Selected extract below:

Lab Report Nernst Equation Problem

[BI Duck]

Hello!!

So I am working on my IA lab reports x_x, and I had a problem relating to the Nernst Equation. E = E° - (RT/nF) ln Q

I was asked to investigate factours that affect a certain variable in a galvanic cell

I chose the concentration affecting the voltage of a whole galvanic cell; and my plan was to prepare solutions of AgNO3 and CuSO4 in 1M, 0.75M and 0.5 M; and measure the voltage of all the 9 diferent probabilities of the galvanic cell.

The problem is that in my lab, the room temperature was not 25°C, so I coulnd't establish a temperature of 298.3 K in my equation. (the room remperature and the solutions were at 22°C).

But when I tried to apply the data in the formula (as I understood it ) with the 1M against 1M of the compounds, Nersnt equation's "ln (Q)" cancelled the "RT/nF" part; so I got in the end that E = E° with any change in the temperature X_X (I am really sure I didn't acuatlly understand it well ¬¬).

My question is. If you prepare a solution of AgNO3 1M; the number of ions Ag+ and ions NO3- will also be 1M ?

Hope I am now screwing things up...

[Drake Glau]

Ideally yes they should equal.

End of Selected extract.
Records provided below:

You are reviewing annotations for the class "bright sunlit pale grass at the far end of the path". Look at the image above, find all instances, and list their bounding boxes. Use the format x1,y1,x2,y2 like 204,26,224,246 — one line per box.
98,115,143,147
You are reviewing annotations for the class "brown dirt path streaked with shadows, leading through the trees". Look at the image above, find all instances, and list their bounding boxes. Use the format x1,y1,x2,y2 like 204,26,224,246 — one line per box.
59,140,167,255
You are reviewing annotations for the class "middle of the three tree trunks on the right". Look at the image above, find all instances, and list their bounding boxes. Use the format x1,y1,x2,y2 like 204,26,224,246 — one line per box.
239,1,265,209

End of Records provided.
Records provided below:

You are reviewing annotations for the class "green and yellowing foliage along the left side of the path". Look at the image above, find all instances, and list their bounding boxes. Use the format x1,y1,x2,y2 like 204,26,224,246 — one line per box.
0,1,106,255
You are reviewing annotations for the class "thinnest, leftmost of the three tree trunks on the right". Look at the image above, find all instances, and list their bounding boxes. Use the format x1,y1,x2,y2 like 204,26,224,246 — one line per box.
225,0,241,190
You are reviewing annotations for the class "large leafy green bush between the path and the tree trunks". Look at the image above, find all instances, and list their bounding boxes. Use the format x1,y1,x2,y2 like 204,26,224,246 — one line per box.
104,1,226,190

End of Records provided.

**What to do:** Please give the temperature of the room and the solutions according to the Nernst equation thread. The entries come from a separate source.

**Result:** 22°C.